485 비자를 신청할 때 주신청자가 있고 배우자는 dependeant라고 해서 동반자 둘 사이에 자녀가 있을 경우 자도 동반비자를 받을 수 있습니다.

485 비자가 그란트된 다음에 한가족이 즐거운 생활을 하면 살다가 어떤 사유가 있어 둘이 헤어질 경우 특히 주신청자의 배우자의 비자는 어떻게 될까요?

주신청자가 더이상 부부 사이 또는 사실혼 관계가 아니라고 이민성에 통보를 하면 배우자의 비자는 취소 (cancellation)이 됩니다. 이때 바로 취소되는 것은 아닙니다. compelling reason 이라고 해서 어떤 특별한 사유 (취소하면 안되는) 있다면 이것으로 취소를 면해 달라고 요청을 해 볼 수 있습니다. 그럼에도 불구하고 취소가 되었다면 AAT에 재심을 요청할 수 있습니다. 불행히도 재심에서도 패소되면 할 수 없이 35일 안에 떠나야 합니다. 

 

MIGRATION – cancellation – Skilled (Provisional) (Class VC) visa – Subclass  485  (Temporary Graduate) – member of the family unit – parties divorced in Australia – contact with child in Australia – Parenting order – rental obligations and other expenses – best interests of the child – decision under review affirmed

 

STATEMENT OF DECISION AND REASONS

Application for review

  1. This is an application for review of a decision dated 3 July 2024 made by a delegate of the Minister for Home Affairs to cancel the applicant’s Subclass  485  (Temporary Graduate) visa under s 116 of the Migration Act 1958 (Cth) (the Act).

▶ **할 일**:
1. 지문의 문장 "그럼에도 불구하고 취소가 되었다면 AAT에 재심을 요청할 수 있습니다."를 영어로 옮기시오.
2. 지문에 따르면 재심에서도 패소한 경우 며칠 안에 떠나야 합니까?
3. 지문의 마지막 문장 뒤를 이어받아 글을 계속 써 보시오.
이어지는 기록은 풀이에 쓰이지 않습니다.

▶ **제시된 기록**:
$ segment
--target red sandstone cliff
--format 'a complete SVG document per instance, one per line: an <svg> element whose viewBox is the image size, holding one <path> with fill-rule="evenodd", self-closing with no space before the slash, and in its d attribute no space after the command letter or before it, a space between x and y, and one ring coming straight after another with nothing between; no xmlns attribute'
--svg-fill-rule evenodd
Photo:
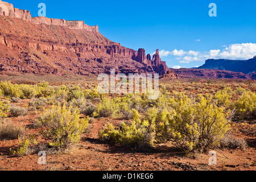
<svg viewBox="0 0 256 182"><path fill-rule="evenodd" d="M88 76L109 73L111 68L117 73L166 73L167 67L158 51L152 60L147 56L144 61L141 50L108 40L97 26L31 18L28 11L0 0L0 71Z"/></svg>

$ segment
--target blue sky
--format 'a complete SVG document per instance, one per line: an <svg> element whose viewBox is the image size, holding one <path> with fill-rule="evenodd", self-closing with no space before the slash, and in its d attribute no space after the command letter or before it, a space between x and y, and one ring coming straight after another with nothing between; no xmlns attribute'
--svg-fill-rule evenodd
<svg viewBox="0 0 256 182"><path fill-rule="evenodd" d="M170 68L201 65L207 59L247 59L256 55L256 1L4 0L38 16L82 20L99 26L109 39L146 53L159 49ZM209 5L217 6L210 17Z"/></svg>

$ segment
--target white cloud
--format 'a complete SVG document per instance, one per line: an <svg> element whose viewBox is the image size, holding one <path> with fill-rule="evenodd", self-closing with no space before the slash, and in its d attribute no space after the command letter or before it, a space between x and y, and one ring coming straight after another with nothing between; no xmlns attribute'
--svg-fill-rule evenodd
<svg viewBox="0 0 256 182"><path fill-rule="evenodd" d="M172 68L174 68L174 69L180 69L180 68L181 68L181 67L179 66L179 65L176 65L176 66L172 67Z"/></svg>
<svg viewBox="0 0 256 182"><path fill-rule="evenodd" d="M208 59L226 59L232 60L246 60L256 56L256 44L242 43L230 44L222 51L212 49L201 52L200 51L184 51L174 49L172 51L162 50L160 56L172 55L180 63L189 63L192 61L204 61Z"/></svg>

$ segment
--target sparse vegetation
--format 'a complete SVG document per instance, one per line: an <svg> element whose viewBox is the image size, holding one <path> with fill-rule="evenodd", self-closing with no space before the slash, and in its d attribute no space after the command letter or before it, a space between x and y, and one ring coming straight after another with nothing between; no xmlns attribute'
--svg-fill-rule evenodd
<svg viewBox="0 0 256 182"><path fill-rule="evenodd" d="M13 140L23 136L25 133L24 127L15 125L10 121L0 121L0 140Z"/></svg>
<svg viewBox="0 0 256 182"><path fill-rule="evenodd" d="M39 149L55 154L66 151L83 135L90 135L92 127L101 122L103 127L97 131L101 142L147 151L167 144L188 156L215 147L247 150L245 139L234 137L230 131L255 135L253 84L164 83L153 100L147 93L100 94L95 85L0 85L1 119L14 117L19 123L26 121L23 117L39 115L28 127L40 130L39 143L38 136L26 135L22 125L0 123L0 140L18 139L10 150L17 156Z"/></svg>
<svg viewBox="0 0 256 182"><path fill-rule="evenodd" d="M27 115L28 109L14 105L10 107L10 111L14 117L17 117L18 116Z"/></svg>
<svg viewBox="0 0 256 182"><path fill-rule="evenodd" d="M64 105L53 105L44 111L38 119L38 125L42 127L41 134L49 141L49 146L58 150L65 150L77 143L80 135L87 127L88 118L80 119L80 111Z"/></svg>

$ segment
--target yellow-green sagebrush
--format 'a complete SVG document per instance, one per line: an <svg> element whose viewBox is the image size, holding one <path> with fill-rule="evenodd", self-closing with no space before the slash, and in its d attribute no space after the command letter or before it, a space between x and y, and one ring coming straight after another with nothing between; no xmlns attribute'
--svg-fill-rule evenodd
<svg viewBox="0 0 256 182"><path fill-rule="evenodd" d="M88 118L80 119L80 117L77 108L53 105L44 110L37 122L42 127L43 138L49 141L51 146L62 150L79 142L81 134L87 128Z"/></svg>

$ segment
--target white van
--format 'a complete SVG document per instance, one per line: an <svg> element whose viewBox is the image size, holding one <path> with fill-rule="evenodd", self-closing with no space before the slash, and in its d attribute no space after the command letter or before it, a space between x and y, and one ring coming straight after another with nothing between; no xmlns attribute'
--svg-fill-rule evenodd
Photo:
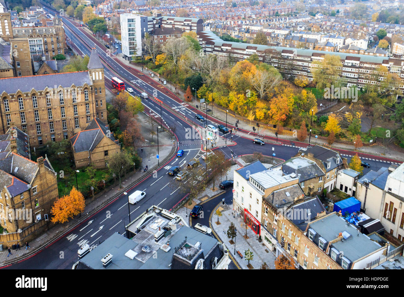
<svg viewBox="0 0 404 297"><path fill-rule="evenodd" d="M146 193L143 191L136 191L129 196L128 200L131 204L136 204L146 196Z"/></svg>

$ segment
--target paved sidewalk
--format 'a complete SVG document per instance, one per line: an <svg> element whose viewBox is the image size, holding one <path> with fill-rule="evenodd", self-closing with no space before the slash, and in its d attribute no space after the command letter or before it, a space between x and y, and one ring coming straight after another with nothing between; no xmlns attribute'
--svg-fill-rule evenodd
<svg viewBox="0 0 404 297"><path fill-rule="evenodd" d="M119 59L120 61L123 62L125 64L128 65L132 67L137 69L140 71L142 71L141 66L139 66L136 65L134 65L133 64L130 64L128 61L126 61L124 59L122 59L121 57L120 57L120 55L118 55L117 57L117 59ZM143 73L148 73L149 71L149 70L146 70L145 68L143 69ZM153 78L154 78L155 80L157 82L160 82L160 83L162 84L161 82L159 82L158 78L157 76L155 75L154 77ZM171 85L170 84L168 80L166 80L167 84L166 85L166 87L167 88L170 88ZM171 91L173 92L175 91L175 86L174 85L173 85L171 86ZM177 95L179 99L180 100L183 100L183 99L184 97L184 93L183 92L179 90L179 88L177 88L177 91L176 92ZM193 101L191 102L188 103L190 103L190 105L192 106L195 106L194 101ZM199 106L199 104L198 104ZM200 107L199 106L200 108ZM211 110L211 106L210 107L210 111L208 112L208 115L210 116L215 118L218 120L219 120L221 121L225 122L226 120L226 111L225 110L221 110L221 108L223 107L217 107L214 105L214 107L213 108L213 115L212 115L212 110ZM247 137L248 138L250 138L253 139L254 138L255 135L253 133L253 131L252 130L252 125L254 125L255 123L257 122L257 121L253 121L251 122L247 120L246 119L241 117L238 115L234 115L232 114L234 113L232 111L230 111L230 112L227 113L227 123L232 126L234 126L236 124L236 122L237 120L239 120L239 122L238 123L238 127L240 128L248 130L249 131L251 131L250 133L240 133L240 131L236 132L236 134L240 135L240 136L242 136L244 137ZM265 124L260 123L260 124L263 127L266 126ZM285 128L286 128L286 127ZM266 136L270 136L271 137L276 137L275 135L275 132L272 132L271 131L266 129L265 129L265 132L263 132L263 134L262 132L262 130L261 130L261 133L259 133L259 136L260 137L262 137L263 136L265 135ZM260 132L259 131L259 132ZM255 136L257 135L257 134L255 134ZM323 140L320 139L316 139L314 138L314 135L312 135L312 141L311 141L311 143L312 144L313 143L316 144L316 143L318 144L322 144L326 143L326 141L325 140ZM280 139L285 139L286 140L288 140L290 141L297 142L301 142L299 141L297 139L293 137L292 136L290 135L287 135L285 134L282 134L280 135L279 137ZM308 136L307 138L306 139L306 142L305 145L304 146L307 146L307 145L308 143ZM267 141L268 142L271 143L276 143L276 141L265 139L265 141ZM278 143L280 143L278 142ZM346 144L345 143L339 143L338 142L335 142L332 145L332 148L338 148L342 150L347 150L352 151L352 154L354 154L356 152L359 153L363 153L365 154L369 154L371 155L373 155L376 156L378 156L379 157L383 157L384 158L391 158L392 159L394 159L395 160L400 160L401 161L404 161L404 154L400 152L399 151L396 151L394 150L390 150L389 151L386 151L385 154L385 149L381 145L379 145L378 144L375 144L370 146L364 146L360 148L359 150L356 151L355 150L354 148L354 147L353 145Z"/></svg>
<svg viewBox="0 0 404 297"><path fill-rule="evenodd" d="M143 116L146 116L145 115ZM139 115L139 118L142 116ZM145 126L147 125L142 126L142 131ZM147 127L145 128L147 129ZM148 136L147 135L144 134L144 137L147 140L149 135ZM177 152L177 147L173 147L171 137L171 134L167 132L161 133L161 134L159 135L160 165L164 164L167 160L171 158ZM154 140L156 141L156 135L155 135ZM139 154L142 158L141 168L144 168L147 165L148 166L148 170L147 172L143 172L142 170L131 173L131 175L128 175L122 178L122 188L120 189L119 185L117 184L106 192L99 193L97 198L92 201L90 199L87 199L86 201L86 205L84 212L82 214L81 217L77 216L73 219L69 220L68 223L63 224L57 224L55 225L34 240L30 242L29 244L31 248L26 251L25 245L21 246L19 250L12 249L11 253L13 254L7 257L7 255L8 253L7 251L7 248L5 248L5 246L3 246L3 251L0 252L0 263L3 265L7 265L17 261L20 261L38 252L69 230L78 225L117 196L131 187L133 185L139 182L142 179L147 176L153 170L157 169L157 144L154 143L151 144L151 141L149 141L144 143L143 153L141 152L140 149L139 149ZM170 145L169 144L170 143ZM118 183L117 179L117 183Z"/></svg>
<svg viewBox="0 0 404 297"><path fill-rule="evenodd" d="M250 228L247 229L247 235L249 238L245 239L244 236L246 234L245 228L242 226L242 218L240 217L238 218L237 216L233 217L233 210L231 205L225 204L222 205L220 204L218 208L223 209L221 210L222 216L219 218L220 224L216 223L217 216L216 215L216 210L213 211L213 215L211 218L210 225L213 230L220 238L222 242L224 242L229 251L231 253L233 258L237 261L239 265L243 269L248 269L247 267L248 262L245 260L245 251L250 249L253 255L253 259L250 261L254 269L259 269L261 265L265 262L270 269L275 269L274 262L275 256L269 249L265 245L263 242L259 242L257 234L254 233ZM234 244L231 244L229 239L227 237L227 230L229 229L231 223L233 223L237 230L237 235L236 238L236 255L234 255ZM240 251L243 255L243 259L241 259L237 253L237 251Z"/></svg>

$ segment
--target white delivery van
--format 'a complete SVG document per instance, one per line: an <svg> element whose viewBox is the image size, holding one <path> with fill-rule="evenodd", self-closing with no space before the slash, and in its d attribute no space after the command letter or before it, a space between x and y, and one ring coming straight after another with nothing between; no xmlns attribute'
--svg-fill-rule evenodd
<svg viewBox="0 0 404 297"><path fill-rule="evenodd" d="M129 203L131 204L135 204L140 201L146 196L146 193L143 191L136 191L129 196L128 199Z"/></svg>

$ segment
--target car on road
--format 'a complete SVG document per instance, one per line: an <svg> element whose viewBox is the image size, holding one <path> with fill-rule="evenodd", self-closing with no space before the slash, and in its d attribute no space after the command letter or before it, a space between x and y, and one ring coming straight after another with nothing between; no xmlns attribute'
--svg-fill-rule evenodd
<svg viewBox="0 0 404 297"><path fill-rule="evenodd" d="M175 175L176 174L179 172L181 170L181 169L180 168L179 166L173 166L168 169L168 175Z"/></svg>
<svg viewBox="0 0 404 297"><path fill-rule="evenodd" d="M213 133L217 132L217 128L213 125L208 125L208 129L210 130Z"/></svg>
<svg viewBox="0 0 404 297"><path fill-rule="evenodd" d="M207 152L202 155L202 158L204 160L206 160L207 157L209 158L213 154L213 153L211 152Z"/></svg>
<svg viewBox="0 0 404 297"><path fill-rule="evenodd" d="M231 187L233 187L233 181L231 180L223 181L219 184L219 187L223 190L225 190Z"/></svg>
<svg viewBox="0 0 404 297"><path fill-rule="evenodd" d="M203 206L200 204L197 204L191 211L191 216L192 217L198 217L203 211Z"/></svg>
<svg viewBox="0 0 404 297"><path fill-rule="evenodd" d="M200 165L200 162L198 160L191 161L187 164L187 167L188 168L192 169L196 167L198 167Z"/></svg>
<svg viewBox="0 0 404 297"><path fill-rule="evenodd" d="M259 143L261 145L265 144L265 142L261 138L254 138L254 140L253 141L253 142L255 143Z"/></svg>
<svg viewBox="0 0 404 297"><path fill-rule="evenodd" d="M195 118L196 118L197 120L199 120L201 122L203 122L205 120L205 118L204 118L200 114L197 114L196 116L195 116Z"/></svg>
<svg viewBox="0 0 404 297"><path fill-rule="evenodd" d="M177 176L177 179L179 181L182 181L188 175L186 171L180 171Z"/></svg>
<svg viewBox="0 0 404 297"><path fill-rule="evenodd" d="M226 128L223 125L218 125L217 129L224 134L226 134L230 132L229 128Z"/></svg>

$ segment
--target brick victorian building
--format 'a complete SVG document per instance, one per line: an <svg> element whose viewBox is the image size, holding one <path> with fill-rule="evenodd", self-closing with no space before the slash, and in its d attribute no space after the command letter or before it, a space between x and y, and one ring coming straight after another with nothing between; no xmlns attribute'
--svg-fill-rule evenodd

▶ **과제 답안**:
1. If the visa is canceled nevertheless, you can request a review by the AAT.

2. 35일 안에 떠나야 합니다.

3.
  2. The applicant is a national of India, born in December 1992. He was granted the visa as a secondary applicant in December 2022 (동반비자그란트). In June 2024 the applicant was issued with the Notice of Intention to Consider the Cancellation (NOICC) of his visa(비자취소통보). It is reported that the applicant did not respond to the NOICC (although he told the Tribunal he did meet with an Immigration officer and explained his situation) and his visa was cancelled in July 2024.
  3. The applicant appeared before the Tribunal on 24 September 2024 to give evidence and present arguments. For the following reasons, the Tribunal has concluded that the decision to cancel the applicant’s visa should be affirmed.(패소)

Relevant law

  1. Under s 116 of the Act, the Minister may cancel a visa if he or she is satisfied that certain grounds specified in that provision are made out. Relevantly, to this case, these include the ground set out in s 116(a). If satisfied that the ground for cancellation is made out, the decision maker must proceed to consider whether the visa should be cancelled, having regard to all the relevant circumstances, which may include matters of government policy.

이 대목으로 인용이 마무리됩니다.